**PROBLEM TO SOLVE**. Among the lines of the data, copy those that hold "tundra".

==== INFORMATION PROVIDED ====

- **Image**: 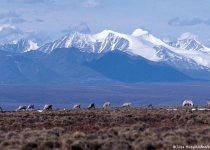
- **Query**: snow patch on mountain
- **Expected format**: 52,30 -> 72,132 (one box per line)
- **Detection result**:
92,29 -> 161,61
0,39 -> 39,53
96,32 -> 129,53
27,40 -> 39,51
154,45 -> 207,70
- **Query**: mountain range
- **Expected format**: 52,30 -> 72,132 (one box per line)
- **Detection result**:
0,28 -> 210,84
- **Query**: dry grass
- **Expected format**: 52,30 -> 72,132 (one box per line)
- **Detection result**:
0,107 -> 210,149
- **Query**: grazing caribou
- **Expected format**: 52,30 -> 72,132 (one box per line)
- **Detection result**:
103,102 -> 110,108
88,103 -> 95,109
123,103 -> 131,107
43,104 -> 53,110
182,100 -> 194,107
207,101 -> 210,107
148,104 -> 153,108
73,103 -> 81,109
27,104 -> 35,110
15,105 -> 27,111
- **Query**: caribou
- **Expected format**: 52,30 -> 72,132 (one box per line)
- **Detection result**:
148,104 -> 153,108
43,104 -> 53,110
88,103 -> 95,109
73,103 -> 81,109
182,100 -> 194,107
27,104 -> 35,110
207,101 -> 210,107
15,105 -> 27,111
123,102 -> 131,107
103,102 -> 110,108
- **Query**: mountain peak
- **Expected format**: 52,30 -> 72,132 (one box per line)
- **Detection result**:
0,38 -> 39,53
16,38 -> 39,51
131,28 -> 149,36
92,29 -> 124,41
167,34 -> 210,53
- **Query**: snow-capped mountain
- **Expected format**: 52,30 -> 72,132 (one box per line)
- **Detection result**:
1,28 -> 210,82
168,38 -> 210,54
37,29 -> 210,71
38,31 -> 130,54
0,39 -> 39,53
154,45 -> 208,70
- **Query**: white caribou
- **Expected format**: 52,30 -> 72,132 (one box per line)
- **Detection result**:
103,102 -> 110,108
182,100 -> 194,107
88,103 -> 95,109
43,104 -> 53,110
73,103 -> 81,109
207,101 -> 210,107
123,102 -> 131,107
15,105 -> 27,111
27,104 -> 35,110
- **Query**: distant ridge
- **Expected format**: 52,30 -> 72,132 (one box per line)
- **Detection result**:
83,51 -> 194,83
0,48 -> 197,84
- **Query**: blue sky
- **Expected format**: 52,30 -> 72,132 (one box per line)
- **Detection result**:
0,0 -> 210,45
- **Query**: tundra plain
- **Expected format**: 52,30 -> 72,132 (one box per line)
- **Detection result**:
0,107 -> 210,150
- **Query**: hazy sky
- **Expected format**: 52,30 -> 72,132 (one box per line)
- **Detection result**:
1,0 -> 210,45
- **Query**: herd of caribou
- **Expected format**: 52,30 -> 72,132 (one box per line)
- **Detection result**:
0,100 -> 209,112
0,102 -> 129,112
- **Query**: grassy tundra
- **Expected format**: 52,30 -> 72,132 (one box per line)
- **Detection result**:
0,107 -> 210,150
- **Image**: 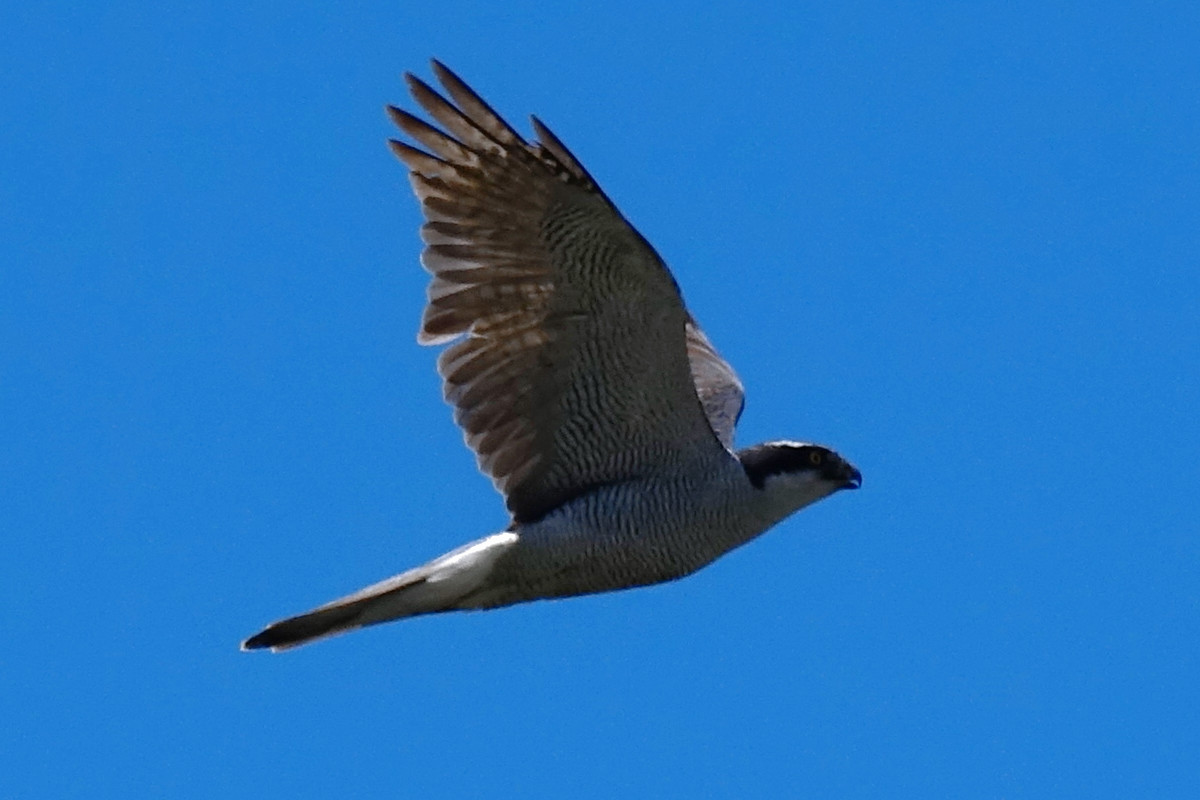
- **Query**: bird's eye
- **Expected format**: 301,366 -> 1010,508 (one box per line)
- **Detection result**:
809,451 -> 823,465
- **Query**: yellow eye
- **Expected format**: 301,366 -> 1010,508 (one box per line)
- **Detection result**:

====

**RESULT BELOW**.
- **Query**: tundra plain
- **Query**: grassy tundra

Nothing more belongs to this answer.